───── Page excerpt ─────

In 1972, the Bank of Credit and Commerce International (B.C.C.I) was set up in Karachi by Agha Hasan Abedi, a financier who had deep connections to Pakistan’s underworld, the Turkish babas (members of Turkey’s underworld), and the oil-rich sheikhs of Abu Dhabi. It represented the ideal spot for the CIA to set up a laundry within the Golden Crescent. Thanks to the Agency, the B.C.C.I was registered in Luxembourg and soon mushroomed into a vast criminal enterprise with four hundred branches in seventy-eight countries, including the First American Bank in Washington, DC, the National Bank of Georgia, and the Independence Bank of Encino, California.16 Virtually free from scrutiny, it engaged not only in laundering the heroin proceeds but also arms trafficking on a grand scale—including the sale of French-made jet fighters to Chile and Chinese silkworm missiles to Saudi Arabia. By 1985, it had become the seventh-largest financial institution in the world, handling the money for Iraqi dictator Saddam Hussein, Panamanian strongman Manuel Noriega, Palestinian terrorist Abu Nidal, al-Qaeda chieftain Osama bin Laden, Liberian president Samuel Doe, and leading members of the Medellin Cartel.17

Prominent spooks, including CIA director William Casey, made regular visits to the BCCI’s headquarters in Karachi, making the Pakistani city the new haven for covert operations. The bank served the Agency in a myriad of ways, by paying bribes, providing “young beauties from Lahore,” and funneling cash for assassins.18 The enormity of the bank’s operations was evidenced by its transfer of $4 billion in covert aid to Iraq from 1985 to 1989. For the Iraqi transfer, the B.C.C.I made use of the Atlanta branch of Banca Nazionale del Lavoro (B.N.L), an Italian bank with ties to the I.O.R. Henry Kissinger sat on B.N.L’s international advisory board, along with Brent Scowcroft, who became President George H. W. Bush’s national security adviser.

───── Data rows ─────

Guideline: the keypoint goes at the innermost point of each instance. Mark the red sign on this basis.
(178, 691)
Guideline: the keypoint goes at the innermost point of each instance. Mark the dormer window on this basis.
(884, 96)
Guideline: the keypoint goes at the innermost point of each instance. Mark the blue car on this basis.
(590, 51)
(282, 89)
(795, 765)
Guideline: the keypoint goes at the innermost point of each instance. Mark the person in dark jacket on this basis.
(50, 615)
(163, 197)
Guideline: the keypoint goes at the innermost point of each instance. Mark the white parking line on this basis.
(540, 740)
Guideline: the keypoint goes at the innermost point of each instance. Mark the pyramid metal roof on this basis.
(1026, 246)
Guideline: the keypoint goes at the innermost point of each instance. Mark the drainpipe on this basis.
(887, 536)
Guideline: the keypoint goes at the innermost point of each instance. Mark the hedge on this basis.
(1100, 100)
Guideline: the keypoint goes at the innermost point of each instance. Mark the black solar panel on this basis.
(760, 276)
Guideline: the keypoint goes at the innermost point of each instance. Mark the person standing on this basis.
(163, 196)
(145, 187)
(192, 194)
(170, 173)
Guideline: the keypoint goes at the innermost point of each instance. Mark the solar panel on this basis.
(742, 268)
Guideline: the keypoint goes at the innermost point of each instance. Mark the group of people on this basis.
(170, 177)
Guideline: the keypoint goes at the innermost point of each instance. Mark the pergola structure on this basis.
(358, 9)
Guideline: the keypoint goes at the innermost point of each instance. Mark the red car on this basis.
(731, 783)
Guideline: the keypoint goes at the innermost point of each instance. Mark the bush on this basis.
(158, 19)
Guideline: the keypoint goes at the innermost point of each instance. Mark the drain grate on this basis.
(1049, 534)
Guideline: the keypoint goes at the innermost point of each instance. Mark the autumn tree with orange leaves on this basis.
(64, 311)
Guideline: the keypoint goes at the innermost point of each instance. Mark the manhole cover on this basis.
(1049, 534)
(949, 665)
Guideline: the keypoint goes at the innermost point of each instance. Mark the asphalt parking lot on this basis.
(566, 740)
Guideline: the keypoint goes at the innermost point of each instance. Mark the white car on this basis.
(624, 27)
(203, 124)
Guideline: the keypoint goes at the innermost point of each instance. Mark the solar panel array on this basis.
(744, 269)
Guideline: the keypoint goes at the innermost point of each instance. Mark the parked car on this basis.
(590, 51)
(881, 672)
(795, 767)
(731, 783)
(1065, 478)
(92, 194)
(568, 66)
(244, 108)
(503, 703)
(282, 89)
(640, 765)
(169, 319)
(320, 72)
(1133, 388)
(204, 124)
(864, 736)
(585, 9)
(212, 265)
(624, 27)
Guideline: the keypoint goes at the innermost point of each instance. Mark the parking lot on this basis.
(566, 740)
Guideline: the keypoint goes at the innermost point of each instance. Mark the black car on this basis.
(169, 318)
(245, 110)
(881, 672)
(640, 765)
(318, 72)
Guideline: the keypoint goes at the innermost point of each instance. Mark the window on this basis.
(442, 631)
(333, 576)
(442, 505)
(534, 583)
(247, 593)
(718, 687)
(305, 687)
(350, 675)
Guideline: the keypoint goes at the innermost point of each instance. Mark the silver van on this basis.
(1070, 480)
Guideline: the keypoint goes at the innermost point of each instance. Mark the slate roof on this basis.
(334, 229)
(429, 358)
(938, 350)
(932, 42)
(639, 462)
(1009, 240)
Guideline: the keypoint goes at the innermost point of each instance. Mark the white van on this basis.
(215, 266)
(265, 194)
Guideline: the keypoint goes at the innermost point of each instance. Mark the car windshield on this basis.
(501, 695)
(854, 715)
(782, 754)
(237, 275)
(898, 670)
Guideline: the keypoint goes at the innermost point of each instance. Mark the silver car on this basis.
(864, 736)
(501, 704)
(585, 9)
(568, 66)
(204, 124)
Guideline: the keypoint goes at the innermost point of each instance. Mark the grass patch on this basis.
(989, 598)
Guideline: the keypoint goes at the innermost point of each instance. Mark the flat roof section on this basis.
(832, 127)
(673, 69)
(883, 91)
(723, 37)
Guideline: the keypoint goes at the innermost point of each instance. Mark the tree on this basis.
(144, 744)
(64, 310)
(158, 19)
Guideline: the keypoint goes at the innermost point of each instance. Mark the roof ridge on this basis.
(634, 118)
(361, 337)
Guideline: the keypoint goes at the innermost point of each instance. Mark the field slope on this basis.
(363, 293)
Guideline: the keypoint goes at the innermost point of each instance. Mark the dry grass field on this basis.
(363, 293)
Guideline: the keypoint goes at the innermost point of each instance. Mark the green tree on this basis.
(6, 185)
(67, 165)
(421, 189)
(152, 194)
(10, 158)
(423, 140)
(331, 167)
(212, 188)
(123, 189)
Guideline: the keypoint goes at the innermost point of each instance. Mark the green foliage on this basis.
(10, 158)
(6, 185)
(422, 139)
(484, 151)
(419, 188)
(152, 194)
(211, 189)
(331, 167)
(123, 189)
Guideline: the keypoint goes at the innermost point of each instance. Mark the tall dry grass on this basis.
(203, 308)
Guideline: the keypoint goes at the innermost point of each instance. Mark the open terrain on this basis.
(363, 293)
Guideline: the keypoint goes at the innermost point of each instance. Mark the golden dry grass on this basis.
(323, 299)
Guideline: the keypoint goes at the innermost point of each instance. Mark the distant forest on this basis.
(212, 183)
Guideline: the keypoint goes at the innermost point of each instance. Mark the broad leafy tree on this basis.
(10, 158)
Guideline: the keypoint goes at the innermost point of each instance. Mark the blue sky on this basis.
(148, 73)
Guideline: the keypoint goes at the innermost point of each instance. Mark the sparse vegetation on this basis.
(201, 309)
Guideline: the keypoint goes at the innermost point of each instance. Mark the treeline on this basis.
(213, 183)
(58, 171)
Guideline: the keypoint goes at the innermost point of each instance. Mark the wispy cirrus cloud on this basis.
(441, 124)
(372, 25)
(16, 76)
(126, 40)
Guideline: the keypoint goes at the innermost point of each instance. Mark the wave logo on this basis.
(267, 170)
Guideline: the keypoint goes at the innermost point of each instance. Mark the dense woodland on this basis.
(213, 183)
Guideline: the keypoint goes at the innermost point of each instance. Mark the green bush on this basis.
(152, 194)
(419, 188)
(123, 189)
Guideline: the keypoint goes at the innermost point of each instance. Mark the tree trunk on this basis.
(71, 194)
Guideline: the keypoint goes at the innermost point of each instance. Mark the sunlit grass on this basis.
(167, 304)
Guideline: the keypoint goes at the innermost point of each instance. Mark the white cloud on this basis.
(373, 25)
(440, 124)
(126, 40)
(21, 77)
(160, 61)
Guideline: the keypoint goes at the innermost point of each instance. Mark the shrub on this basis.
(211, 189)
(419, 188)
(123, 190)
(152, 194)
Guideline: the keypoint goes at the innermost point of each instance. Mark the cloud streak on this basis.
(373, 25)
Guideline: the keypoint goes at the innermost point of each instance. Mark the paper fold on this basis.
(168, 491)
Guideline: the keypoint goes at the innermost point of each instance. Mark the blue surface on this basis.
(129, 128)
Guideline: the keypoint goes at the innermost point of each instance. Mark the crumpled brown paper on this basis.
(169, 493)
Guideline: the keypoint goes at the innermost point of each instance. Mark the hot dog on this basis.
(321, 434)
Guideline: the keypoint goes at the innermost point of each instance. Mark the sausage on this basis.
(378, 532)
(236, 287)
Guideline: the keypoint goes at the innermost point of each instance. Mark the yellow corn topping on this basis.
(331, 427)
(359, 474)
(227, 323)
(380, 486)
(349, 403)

─────

Request A :: According to the passage on the B.C.C.I, in which city was the bank set up in 1972?
Request B :: Locate every line in the records that contains the word "white", and copy each of those lines.
The text and the records were taken from unrelated sources.

Correct response A :: Karachi.

Correct response B ::
Guideline: the keypoint goes at the innermost point of each instance. Mark the white parking line on this basis.
Guideline: the keypoint goes at the innermost point of each instance. Mark the white car on this basis.
Guideline: the keypoint goes at the innermost point of each instance. Mark the white van on this basis.
Guideline: the keypoint goes at the innermost point of each instance. Mark the white cloud on this basis.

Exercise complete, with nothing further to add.